• [What to work on]:
A: In the forum post about light circuits in an insulated cathedral ceiling, about how thick is the finished layer of plasterboard, insulation, sarking and tiles?
B: Write what comes next in the forum post about light circuits in an insulated cathedral ceiling, starting after its last sentence.

# Forum Home Renovation Electrical  Light circuit in insulated cathedral ceiling

## Compleat Amateu

G'day All.  I'm gradually retrospectively insulating a series of rooms with cathedral ceiling, either by removing the plaster linings and adding insulation from below, or removing tiles and adding from above.  In either case, the result is plasterboard-insulation-sarking-tiles all in approx 140mm layer.
What's the best way to protect light circuits from getting too hot?  Leave them lying on the plasterboard and under the insulation?  On top of the insulation and under the sarking and tiles?  Or enclose the cable in a conduit - which would be a PITA in retrofit, but can be done.  Am I over-thinking this?

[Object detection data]
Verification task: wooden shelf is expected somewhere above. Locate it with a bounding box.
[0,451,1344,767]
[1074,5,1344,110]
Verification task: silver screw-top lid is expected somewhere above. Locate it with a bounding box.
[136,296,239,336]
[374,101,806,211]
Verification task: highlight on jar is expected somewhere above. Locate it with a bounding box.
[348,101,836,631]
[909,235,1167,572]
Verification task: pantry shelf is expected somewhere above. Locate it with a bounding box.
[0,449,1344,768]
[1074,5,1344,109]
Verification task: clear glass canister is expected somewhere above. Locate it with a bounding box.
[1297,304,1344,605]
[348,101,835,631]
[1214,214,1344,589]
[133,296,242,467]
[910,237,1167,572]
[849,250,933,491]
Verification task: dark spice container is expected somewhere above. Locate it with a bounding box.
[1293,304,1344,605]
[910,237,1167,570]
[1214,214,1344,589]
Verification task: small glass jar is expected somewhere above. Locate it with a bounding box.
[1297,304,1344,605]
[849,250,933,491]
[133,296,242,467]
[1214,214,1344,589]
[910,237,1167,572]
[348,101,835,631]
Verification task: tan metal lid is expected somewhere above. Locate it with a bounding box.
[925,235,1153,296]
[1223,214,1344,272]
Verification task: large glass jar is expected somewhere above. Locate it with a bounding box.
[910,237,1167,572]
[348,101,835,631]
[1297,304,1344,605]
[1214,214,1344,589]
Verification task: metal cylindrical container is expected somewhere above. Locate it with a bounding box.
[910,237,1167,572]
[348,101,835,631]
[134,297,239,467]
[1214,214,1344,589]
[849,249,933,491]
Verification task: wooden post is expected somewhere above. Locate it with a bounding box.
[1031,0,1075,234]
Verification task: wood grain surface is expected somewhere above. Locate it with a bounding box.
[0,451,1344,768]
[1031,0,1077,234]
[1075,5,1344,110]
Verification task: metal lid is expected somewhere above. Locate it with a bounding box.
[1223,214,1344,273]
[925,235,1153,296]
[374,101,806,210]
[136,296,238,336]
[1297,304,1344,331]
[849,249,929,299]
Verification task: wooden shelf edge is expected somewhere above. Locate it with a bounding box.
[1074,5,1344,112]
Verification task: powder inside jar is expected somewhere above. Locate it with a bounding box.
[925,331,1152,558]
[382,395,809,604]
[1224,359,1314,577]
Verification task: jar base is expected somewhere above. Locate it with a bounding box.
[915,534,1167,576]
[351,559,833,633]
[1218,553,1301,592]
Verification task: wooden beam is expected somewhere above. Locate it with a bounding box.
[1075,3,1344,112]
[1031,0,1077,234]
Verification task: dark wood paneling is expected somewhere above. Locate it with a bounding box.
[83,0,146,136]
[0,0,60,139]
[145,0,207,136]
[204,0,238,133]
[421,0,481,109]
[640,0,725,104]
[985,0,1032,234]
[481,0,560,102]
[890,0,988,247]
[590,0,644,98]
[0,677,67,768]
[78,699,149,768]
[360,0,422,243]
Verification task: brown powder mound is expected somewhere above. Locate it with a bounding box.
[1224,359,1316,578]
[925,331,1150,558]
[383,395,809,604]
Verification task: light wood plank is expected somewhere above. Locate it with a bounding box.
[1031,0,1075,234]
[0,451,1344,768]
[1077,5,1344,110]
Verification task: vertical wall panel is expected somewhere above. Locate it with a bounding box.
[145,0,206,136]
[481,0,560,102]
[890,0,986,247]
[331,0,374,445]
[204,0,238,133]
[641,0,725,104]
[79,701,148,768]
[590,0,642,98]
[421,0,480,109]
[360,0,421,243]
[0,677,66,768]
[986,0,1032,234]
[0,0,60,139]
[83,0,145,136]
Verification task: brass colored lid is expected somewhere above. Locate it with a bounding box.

• [Answer list]:
A: Approximately 140mm.

B:
Cheers

----------


## chrisp

Don’t worry about trying to keep the cable cool, it is more important that the cable not carry more current than it safely can once ‘fully surrounded by insulation’. What you need to do is call your electrician and have them change the circuit breaker to suit the current carrying capacity of the cable in insulation.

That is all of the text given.